(Records excerpted from a collection)
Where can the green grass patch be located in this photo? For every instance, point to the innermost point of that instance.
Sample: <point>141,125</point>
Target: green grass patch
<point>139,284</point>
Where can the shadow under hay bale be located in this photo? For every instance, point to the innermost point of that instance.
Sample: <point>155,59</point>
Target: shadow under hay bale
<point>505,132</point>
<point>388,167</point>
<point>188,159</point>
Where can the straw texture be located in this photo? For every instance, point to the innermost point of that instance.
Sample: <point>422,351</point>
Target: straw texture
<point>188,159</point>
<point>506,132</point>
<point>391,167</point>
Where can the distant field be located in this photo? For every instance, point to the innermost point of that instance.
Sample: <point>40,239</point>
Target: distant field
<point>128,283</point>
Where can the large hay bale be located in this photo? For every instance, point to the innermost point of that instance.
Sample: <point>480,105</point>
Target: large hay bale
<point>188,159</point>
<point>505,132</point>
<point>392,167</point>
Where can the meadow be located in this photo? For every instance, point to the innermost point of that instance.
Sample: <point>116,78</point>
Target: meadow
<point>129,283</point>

==

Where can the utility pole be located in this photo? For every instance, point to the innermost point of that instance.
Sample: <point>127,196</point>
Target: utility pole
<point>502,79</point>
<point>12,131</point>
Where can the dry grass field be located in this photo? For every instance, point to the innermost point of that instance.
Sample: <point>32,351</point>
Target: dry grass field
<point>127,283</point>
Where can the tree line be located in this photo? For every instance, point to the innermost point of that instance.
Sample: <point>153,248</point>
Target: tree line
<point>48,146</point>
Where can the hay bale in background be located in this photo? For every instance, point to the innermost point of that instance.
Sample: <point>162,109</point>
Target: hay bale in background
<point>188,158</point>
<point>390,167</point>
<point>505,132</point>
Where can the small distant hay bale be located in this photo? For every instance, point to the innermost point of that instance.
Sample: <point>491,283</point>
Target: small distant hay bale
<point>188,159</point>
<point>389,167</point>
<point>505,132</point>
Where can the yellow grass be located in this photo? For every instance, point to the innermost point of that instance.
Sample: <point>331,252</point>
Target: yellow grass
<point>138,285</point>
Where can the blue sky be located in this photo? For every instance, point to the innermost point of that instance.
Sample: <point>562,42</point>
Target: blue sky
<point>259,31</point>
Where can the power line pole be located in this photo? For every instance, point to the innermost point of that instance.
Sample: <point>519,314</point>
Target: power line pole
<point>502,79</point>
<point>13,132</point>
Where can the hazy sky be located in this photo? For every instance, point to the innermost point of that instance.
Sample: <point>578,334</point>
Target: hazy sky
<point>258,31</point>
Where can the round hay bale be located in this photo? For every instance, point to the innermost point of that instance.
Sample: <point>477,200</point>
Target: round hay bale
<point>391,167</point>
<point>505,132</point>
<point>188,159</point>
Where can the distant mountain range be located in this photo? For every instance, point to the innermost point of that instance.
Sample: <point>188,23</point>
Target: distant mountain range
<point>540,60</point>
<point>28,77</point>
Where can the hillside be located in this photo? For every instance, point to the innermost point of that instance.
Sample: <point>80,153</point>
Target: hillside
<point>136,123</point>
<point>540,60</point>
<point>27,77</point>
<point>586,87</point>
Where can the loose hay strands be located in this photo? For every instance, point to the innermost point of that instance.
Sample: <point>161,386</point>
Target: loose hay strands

# [Assignment]
Both end lines included, restate word for word the lines above from the line with "Where can the green" to the line with "Sample: <point>155,59</point>", and nothing else.

# [Exercise output]
Where can the green grass patch be located in this photo? For every instance, point to the innermost point of that instance.
Sample: <point>141,125</point>
Target: green grass patch
<point>139,284</point>
Where can the shadow under hay bale be located in this photo? For every instance, point to the innermost point of that instance.
Sample: <point>155,59</point>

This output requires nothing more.